• _REQUEST_: Restate all of the data exactly.

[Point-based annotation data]
>> BEGIN

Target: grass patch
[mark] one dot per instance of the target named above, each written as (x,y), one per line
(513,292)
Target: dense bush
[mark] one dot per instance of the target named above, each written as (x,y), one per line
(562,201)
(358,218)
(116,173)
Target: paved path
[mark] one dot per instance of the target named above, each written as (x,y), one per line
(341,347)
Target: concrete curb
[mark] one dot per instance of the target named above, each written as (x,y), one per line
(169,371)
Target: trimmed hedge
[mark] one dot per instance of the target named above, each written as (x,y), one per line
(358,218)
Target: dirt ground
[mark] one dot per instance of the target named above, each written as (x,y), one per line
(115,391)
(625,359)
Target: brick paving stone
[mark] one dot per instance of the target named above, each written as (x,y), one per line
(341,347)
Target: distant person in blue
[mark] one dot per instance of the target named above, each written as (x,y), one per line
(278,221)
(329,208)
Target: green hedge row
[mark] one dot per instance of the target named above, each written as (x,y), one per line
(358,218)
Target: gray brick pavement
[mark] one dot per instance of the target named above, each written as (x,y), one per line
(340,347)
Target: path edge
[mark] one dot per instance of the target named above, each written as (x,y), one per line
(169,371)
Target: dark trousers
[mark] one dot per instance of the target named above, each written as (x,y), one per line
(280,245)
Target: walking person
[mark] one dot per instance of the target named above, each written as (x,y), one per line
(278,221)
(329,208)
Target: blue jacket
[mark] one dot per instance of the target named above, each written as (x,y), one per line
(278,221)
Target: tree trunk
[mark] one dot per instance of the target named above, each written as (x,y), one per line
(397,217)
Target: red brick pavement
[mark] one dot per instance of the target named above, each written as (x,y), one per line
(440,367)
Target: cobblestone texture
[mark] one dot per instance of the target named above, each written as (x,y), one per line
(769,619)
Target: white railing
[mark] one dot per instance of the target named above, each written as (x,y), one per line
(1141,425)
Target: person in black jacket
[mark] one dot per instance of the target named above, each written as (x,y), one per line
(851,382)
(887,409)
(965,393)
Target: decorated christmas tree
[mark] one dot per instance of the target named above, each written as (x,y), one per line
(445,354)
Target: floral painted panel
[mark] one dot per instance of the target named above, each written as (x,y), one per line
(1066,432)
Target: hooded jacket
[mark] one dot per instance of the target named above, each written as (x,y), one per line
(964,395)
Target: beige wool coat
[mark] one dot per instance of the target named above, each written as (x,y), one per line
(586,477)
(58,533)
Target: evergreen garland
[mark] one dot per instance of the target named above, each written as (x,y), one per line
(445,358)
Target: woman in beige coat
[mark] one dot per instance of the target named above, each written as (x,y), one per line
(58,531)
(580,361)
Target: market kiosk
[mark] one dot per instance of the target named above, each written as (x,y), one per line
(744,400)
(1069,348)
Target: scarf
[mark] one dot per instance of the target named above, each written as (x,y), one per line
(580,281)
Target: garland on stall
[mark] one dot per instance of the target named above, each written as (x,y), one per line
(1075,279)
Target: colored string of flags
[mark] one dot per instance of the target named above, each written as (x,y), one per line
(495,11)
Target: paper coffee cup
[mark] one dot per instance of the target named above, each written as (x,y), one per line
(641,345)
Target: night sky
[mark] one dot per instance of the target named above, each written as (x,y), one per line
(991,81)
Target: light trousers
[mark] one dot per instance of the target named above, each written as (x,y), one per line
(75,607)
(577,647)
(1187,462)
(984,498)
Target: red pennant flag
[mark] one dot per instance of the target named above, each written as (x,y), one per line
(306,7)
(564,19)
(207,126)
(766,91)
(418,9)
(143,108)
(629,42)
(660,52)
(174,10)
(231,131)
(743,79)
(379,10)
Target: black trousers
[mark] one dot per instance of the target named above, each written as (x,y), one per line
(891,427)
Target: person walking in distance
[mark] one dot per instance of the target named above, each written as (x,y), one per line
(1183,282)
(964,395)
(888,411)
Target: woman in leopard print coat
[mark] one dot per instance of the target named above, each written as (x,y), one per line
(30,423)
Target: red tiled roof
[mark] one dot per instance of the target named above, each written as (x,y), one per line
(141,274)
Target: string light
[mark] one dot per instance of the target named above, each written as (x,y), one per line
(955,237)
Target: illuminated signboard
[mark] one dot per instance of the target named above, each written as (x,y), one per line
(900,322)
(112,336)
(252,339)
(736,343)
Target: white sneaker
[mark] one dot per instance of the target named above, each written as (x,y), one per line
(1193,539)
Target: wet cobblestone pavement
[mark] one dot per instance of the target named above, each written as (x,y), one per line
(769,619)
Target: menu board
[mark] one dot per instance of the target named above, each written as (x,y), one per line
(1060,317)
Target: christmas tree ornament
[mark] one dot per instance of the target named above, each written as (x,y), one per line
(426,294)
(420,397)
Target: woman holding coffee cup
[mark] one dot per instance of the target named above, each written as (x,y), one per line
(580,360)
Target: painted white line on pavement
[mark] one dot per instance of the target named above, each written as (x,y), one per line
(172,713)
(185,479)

>> END

• _THE COMPLETED TASK_:
Target: grass patch
[mark] one dot per instance of the target named above, each written as (x,y), one per line
(513,292)
Target: dense bush
[mark] one dot per instance of the target named above, each written as (x,y), one per line
(562,201)
(358,218)
(116,173)
Target: paved path
[mark] one dot per instance of the target named above, each written as (x,y), one per line
(341,347)
Target: concrete curb
[mark] one dot per instance of the target named above, each written as (x,y), one per line
(169,371)
Target: trimmed hedge
[mark] one dot per instance of the target named above, each written as (x,y), one per line
(358,218)
Target: dirt ground
[mark] one dot per instance of the target named above, each written as (x,y), one per line
(115,391)
(625,359)
Target: brick paving stone
[mark] one dot per instance of the target named above, each written as (x,y), one per line
(341,347)
Target: distant person in blue
[mark] one dot per instance of the target named above, each written as (x,y), one per line
(278,221)
(329,208)
Target: green hedge row
[mark] one dot per instance of the target named above, each written as (x,y), one per line
(358,218)
Target: gray brick pavement
[mark] one dot per instance of the target named above, each written as (x,y), one per line
(340,347)
Target: path edge
[mark] one dot per instance of the target named above, each written as (x,y), one per line
(169,371)
Target: dark trousers
[mark] one dot per instance of the target named above, each written as (x,y), one per line
(280,245)
Target: walking person
[mark] one dot per instance of the target named above, each written as (x,y), one per line
(278,221)
(329,208)
Target: blue jacket
[mark] one dot per instance of the target named above, each written as (x,y), one per line
(278,221)
Target: tree trunk
[mark] one dot per instance of the target named above, each written as (x,y), one per line
(397,217)
Target: red brick pavement
[mark] one dot per instance of the target named above, each written as (x,y), one per line
(440,367)
Target: cobblestone texture
[mark] one dot per instance of the target named above, each written as (x,y), one per line
(769,619)
Target: white railing
[mark] one dot per instance of the target named above, each written as (x,y), one per line
(1141,425)
Target: person in black jacket
[mark] one dot per instance of the target named above, each written as (x,y), one per line
(851,382)
(887,409)
(965,393)
Target: decorated christmas tree
[mark] one dot per instance of the target named above, each written as (x,y), one per line
(445,354)
Target: floral painted panel
[mark] one dot per instance of the target named above, each written as (x,y), one per line
(1066,432)
Target: hooded jacket
[mark] one dot per instance of the target named above, each written as (x,y), one per line
(964,395)
Target: beige wool coat
[mark] one dot per instance of the target named above, each written as (x,y), one per line
(586,477)
(58,533)
Target: evergreen garland
[mark] one dot per instance of the target named above, each written as (x,y), one per line
(445,358)
Target: woman in beige coat
[mark] one dot per instance of the target named above, each written as (x,y), one per line
(58,531)
(580,361)
Target: market kiosk
[mark] one dot per instance of the target named above, each written as (x,y), one per line
(744,400)
(1069,348)
Target: scarf
[mark] one dot per instance of the target named above, each written as (x,y), one per line
(580,281)
Target: garland on stall
[mark] one dot per instance of the target named above, each written as (x,y), one per line
(1075,279)
Target: colored string of flags
[mark] one dot per instance of the target named above, each written as (x,y), one per line
(495,11)
Target: paper coffee cup
[mark] one dot per instance of the target named above, each written as (x,y), one per line
(641,345)
Target: night sky
[mark] one dot per instance of the target named above, each written as (x,y), one per line
(991,81)
Target: light trousers
[mark] one dot per instance of the target named above, each written as (x,y), one per line
(75,607)
(577,647)
(1187,462)
(984,498)
Target: red pennant flag
[mark] one dot per instance of the target named above, each written as (x,y), one per line
(306,7)
(564,19)
(207,126)
(766,91)
(418,9)
(143,108)
(629,42)
(660,52)
(174,10)
(231,131)
(743,79)
(379,10)
Target: black trousers
[mark] one dot per instance of the target named above, each written as (x,y), one per line
(891,427)
Target: person walking in distance
[mark] one dot per instance of the target named above, each written as (x,y), one per line
(1183,282)
(964,395)
(888,411)
Target: woman in leopard print coat
[mark] one dot per instance of the target named above, each written as (x,y), one per line
(30,423)
Target: red tiled roof
[mark] one dot per instance of the target named above, each written as (x,y), one per line
(141,274)
Target: string light
[mark] one dot per instance of the target named above, each written as (x,y), one per line
(955,237)
Target: illuminated signboard
[mark] one dot per instance of the target named above, each written as (x,y), one per line
(900,322)
(112,336)
(252,339)
(736,343)
Target: white sneaker
[mark] one dot per instance of the target named above, each written as (x,y), one per line
(1193,539)
Target: wet cobblestone pavement
[mark] one dot per instance of the target named above, each written as (x,y), one per line
(769,619)
Target: menu board
[mark] one dot per instance of the target named above, each written as (x,y), one per line
(1060,317)
Target: christmas tree ornament
[mark] one dot per instance of the target named above, each written as (x,y), one per line
(426,294)
(420,397)
Target: woman holding coffee cup
[mark] one dot per instance of the target named above, each written as (x,y), one per line
(580,360)
Target: painted white line on pavement
[mark] one dot per instance of the target named above, each written as (x,y), one per line
(172,713)
(185,479)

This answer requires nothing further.